→ GIVEN TEXT

- - - - - - -

Donna Cunningham writes:
"And what is it with Cameron and wedding rings? Again, in many scenes,
wedding rings are made multiply-determined symbols--but of what?
Faithfulness that is suspect; boredom only overcome by gunplay and
action-adventure. You hate to do that auteur thang--looking to his
"real" life--multiply-married and all, but wedding rings in this
film...well, I'd like to hear someone's take on this business."
Well, a wedding ring played a small but signifcant role in "The Abyss" as
well, also directed by Cameron. Ed Harris narrowly escapes losing his hand
(not to mention drowning) when his wedding ring keeps a security door from
closing shut on his finger. Earlier, Ed had nearly flushed the ring down the
toilet but pulled it out as an afterthought. The blue chemicals that stain
his hand serve as a reminder of that act for the rest of the film. The
wedding ring is stronger than those forces that would keep Ed and Mary's
respective characters apart. It is their love for each other that
ressucitates Mary after letting herself drown and that keeps Ed focused on
his job during the descent into the abyss.

- - - - - - -

→ GIVEN EXERCISE A
Answer these questions from the post about wedding rings in Cameron's films:
(i) Whose words open the post?
(ii) What had Ed nearly done with the ring earlier in "The Abyss"?
(iii) What stains his hand?
The post above and these rows have nothing to do with each other.

[Records from a point labeling set]
- - - - - - -

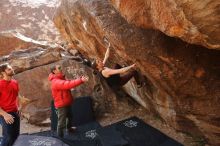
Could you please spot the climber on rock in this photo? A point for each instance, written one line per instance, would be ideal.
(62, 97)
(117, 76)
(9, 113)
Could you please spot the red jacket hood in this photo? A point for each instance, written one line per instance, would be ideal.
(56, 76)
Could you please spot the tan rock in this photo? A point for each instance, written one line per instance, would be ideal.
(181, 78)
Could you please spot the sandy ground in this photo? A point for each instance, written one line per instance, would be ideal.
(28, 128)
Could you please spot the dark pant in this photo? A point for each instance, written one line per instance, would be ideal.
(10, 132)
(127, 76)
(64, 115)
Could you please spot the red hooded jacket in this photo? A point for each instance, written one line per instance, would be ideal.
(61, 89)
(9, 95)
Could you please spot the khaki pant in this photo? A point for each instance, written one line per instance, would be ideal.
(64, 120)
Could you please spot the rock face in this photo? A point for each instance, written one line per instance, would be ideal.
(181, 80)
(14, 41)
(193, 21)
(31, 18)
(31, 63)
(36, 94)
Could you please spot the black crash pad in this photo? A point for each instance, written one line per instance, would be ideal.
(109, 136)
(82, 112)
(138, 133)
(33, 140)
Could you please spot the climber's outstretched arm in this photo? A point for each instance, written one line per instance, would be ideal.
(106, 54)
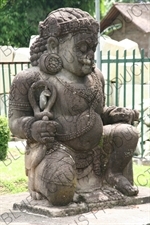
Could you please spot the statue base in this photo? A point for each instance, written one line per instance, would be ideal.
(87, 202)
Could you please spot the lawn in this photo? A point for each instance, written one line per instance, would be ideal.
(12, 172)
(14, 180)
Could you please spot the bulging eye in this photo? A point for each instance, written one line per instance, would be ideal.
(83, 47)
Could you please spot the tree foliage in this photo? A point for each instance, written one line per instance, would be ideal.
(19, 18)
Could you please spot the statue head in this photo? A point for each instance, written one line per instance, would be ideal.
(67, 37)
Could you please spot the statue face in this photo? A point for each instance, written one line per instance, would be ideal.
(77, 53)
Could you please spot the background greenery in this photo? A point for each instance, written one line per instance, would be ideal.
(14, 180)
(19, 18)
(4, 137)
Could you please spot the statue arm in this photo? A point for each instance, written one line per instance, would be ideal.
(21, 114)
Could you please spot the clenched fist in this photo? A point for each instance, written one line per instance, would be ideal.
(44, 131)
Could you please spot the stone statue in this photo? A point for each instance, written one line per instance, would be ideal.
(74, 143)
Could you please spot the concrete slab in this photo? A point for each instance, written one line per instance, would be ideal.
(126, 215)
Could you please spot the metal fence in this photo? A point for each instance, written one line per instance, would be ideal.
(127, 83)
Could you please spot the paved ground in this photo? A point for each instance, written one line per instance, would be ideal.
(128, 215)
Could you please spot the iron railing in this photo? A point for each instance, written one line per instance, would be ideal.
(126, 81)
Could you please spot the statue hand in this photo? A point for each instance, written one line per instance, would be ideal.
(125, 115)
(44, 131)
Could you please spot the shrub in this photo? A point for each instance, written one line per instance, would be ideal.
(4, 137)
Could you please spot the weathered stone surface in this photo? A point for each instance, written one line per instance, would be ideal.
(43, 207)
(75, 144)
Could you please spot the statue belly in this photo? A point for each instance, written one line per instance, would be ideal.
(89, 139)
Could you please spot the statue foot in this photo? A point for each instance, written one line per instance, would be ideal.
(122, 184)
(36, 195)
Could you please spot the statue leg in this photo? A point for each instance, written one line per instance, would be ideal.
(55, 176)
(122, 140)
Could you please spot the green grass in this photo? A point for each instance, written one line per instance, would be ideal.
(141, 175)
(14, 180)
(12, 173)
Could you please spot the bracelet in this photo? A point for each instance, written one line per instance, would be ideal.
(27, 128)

- - - - - - -

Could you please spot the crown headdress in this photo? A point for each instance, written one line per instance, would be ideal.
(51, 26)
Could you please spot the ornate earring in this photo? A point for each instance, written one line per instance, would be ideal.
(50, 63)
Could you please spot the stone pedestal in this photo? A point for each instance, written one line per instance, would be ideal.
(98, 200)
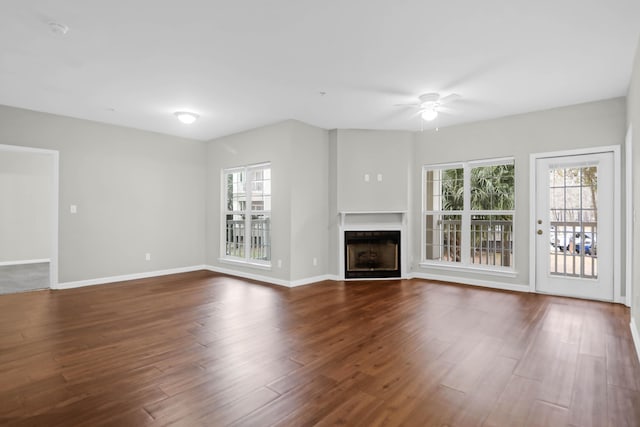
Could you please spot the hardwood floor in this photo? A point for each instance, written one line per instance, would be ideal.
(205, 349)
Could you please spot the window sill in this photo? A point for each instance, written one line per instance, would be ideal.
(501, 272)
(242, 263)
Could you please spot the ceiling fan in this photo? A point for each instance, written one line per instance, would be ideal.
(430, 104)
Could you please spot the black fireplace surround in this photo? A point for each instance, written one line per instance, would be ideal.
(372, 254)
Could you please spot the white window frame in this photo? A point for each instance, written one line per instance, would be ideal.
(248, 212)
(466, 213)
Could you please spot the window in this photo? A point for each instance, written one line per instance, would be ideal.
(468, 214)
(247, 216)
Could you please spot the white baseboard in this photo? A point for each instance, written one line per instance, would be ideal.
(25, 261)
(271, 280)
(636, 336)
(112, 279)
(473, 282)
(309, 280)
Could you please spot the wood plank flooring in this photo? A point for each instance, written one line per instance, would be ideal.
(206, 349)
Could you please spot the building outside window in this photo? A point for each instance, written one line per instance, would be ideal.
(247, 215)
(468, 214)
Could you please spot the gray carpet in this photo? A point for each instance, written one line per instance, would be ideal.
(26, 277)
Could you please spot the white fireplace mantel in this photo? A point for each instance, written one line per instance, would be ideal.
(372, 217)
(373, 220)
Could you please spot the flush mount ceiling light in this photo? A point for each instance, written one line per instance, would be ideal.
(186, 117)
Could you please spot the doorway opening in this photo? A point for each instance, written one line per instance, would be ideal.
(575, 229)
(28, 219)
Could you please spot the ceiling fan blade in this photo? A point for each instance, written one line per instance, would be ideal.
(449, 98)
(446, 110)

- - - - - - -

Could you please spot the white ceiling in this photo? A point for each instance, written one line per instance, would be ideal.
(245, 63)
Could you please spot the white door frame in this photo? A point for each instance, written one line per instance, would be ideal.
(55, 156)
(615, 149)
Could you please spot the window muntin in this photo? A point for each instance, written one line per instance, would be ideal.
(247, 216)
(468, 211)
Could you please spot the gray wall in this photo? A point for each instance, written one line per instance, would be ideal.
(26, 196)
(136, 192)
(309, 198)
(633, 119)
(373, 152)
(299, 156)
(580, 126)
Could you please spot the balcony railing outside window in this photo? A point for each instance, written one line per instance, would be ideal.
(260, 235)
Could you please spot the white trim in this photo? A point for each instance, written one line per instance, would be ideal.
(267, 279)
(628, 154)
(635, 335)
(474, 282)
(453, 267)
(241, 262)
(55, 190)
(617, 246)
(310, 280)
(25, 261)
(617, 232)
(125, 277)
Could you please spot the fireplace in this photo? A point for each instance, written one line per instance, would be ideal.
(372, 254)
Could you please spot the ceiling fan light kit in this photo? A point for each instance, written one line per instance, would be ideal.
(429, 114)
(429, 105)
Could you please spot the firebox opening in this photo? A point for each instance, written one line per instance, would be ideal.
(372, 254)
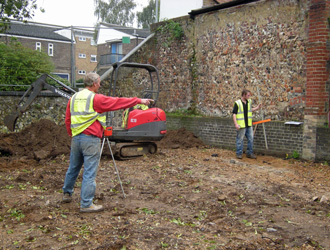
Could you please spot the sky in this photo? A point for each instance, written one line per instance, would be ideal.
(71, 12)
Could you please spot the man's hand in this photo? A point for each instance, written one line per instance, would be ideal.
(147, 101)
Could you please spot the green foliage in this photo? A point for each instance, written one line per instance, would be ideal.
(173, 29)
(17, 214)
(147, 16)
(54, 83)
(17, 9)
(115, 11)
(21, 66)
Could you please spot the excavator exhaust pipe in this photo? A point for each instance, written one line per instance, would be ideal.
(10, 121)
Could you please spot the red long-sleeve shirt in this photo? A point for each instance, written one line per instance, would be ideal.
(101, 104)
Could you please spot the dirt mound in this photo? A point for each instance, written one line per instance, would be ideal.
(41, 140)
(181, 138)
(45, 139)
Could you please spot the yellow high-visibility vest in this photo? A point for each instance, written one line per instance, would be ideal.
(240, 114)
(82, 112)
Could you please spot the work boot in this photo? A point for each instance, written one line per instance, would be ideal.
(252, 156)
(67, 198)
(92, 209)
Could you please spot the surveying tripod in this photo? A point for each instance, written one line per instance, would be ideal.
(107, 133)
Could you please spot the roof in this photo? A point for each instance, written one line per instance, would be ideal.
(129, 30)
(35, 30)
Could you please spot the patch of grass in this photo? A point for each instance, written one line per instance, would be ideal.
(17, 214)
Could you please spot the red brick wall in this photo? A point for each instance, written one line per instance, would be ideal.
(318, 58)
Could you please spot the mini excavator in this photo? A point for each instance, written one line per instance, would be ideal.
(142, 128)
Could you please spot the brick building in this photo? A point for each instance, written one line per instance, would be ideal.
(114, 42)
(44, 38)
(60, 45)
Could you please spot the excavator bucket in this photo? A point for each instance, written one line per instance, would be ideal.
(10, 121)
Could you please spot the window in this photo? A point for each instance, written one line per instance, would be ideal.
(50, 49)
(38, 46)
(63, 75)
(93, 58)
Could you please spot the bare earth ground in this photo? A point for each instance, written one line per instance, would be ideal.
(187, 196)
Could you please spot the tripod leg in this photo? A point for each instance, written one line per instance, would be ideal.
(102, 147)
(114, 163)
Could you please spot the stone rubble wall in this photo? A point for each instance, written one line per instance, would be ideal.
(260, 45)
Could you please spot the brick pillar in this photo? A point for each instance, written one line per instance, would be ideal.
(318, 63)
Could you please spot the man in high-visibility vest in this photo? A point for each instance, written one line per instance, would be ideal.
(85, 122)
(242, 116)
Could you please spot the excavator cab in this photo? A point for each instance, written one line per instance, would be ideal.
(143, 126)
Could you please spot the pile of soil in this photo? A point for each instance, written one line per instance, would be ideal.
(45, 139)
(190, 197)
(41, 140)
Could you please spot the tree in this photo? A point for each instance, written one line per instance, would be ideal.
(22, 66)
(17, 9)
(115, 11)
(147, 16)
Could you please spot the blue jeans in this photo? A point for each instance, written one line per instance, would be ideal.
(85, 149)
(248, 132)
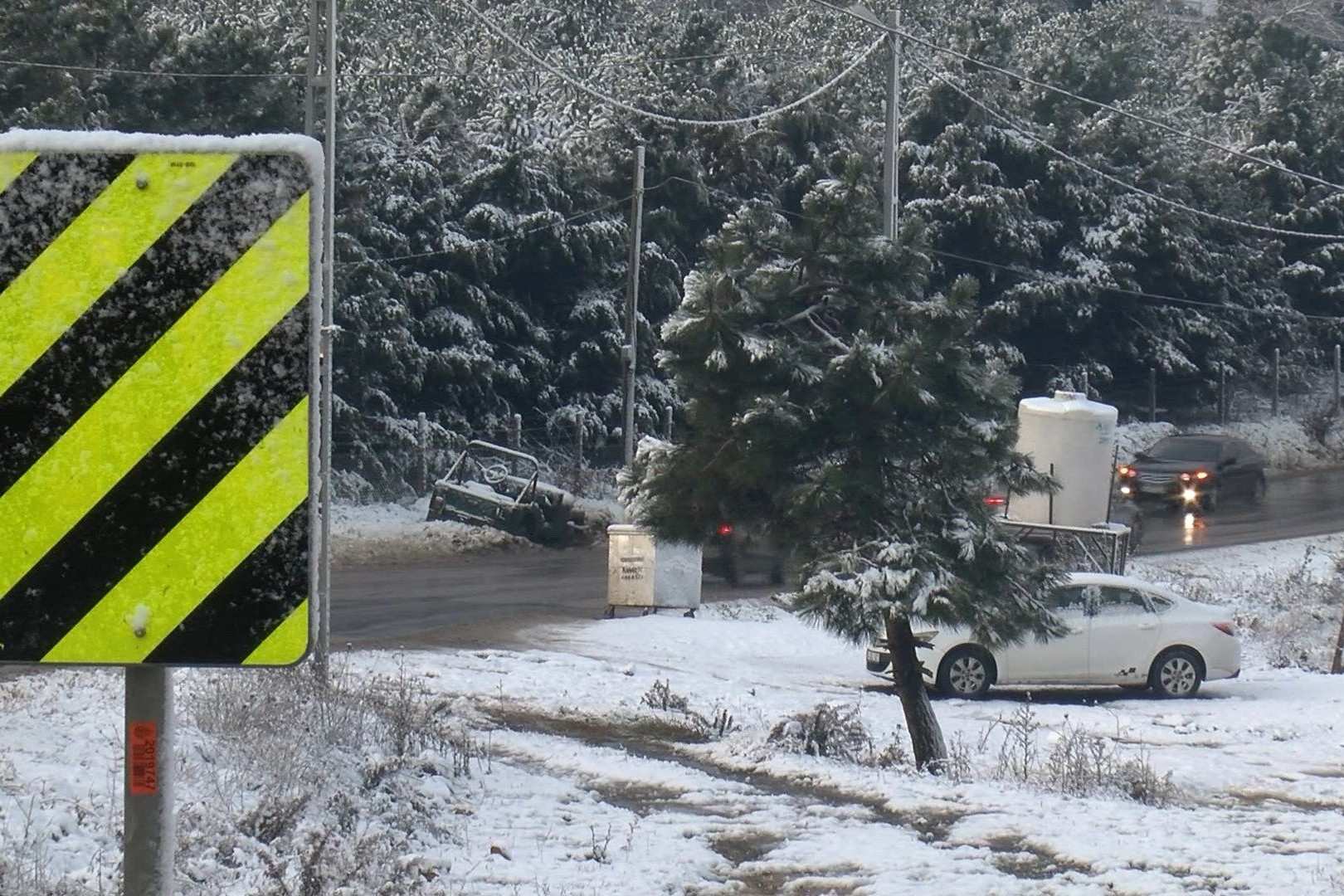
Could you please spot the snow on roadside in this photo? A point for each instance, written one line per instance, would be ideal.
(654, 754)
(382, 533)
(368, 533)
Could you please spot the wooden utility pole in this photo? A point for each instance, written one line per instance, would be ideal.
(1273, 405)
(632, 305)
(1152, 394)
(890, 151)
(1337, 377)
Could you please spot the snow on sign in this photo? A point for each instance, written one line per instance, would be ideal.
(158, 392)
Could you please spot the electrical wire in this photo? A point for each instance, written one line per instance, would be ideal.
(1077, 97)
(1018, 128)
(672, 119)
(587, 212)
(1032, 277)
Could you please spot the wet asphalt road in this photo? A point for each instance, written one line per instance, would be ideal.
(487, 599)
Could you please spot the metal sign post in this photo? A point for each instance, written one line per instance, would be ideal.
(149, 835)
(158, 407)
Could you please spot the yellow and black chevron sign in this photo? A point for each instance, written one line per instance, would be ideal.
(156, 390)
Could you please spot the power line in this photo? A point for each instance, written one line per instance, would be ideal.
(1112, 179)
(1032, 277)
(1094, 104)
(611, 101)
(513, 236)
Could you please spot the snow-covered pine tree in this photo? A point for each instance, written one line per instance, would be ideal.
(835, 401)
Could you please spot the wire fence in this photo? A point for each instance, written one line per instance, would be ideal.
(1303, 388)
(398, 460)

- - - - - - -

→ GIVEN EXERCISE B
Tally the lines in the rows that contain the string "visibility". Give only the number.

→ FINAL ANSWER A
(i) Donna Cunningham
(ii) Flushed it down the toilet
(iii) The blue chemicals

→ FINAL ANSWER B
2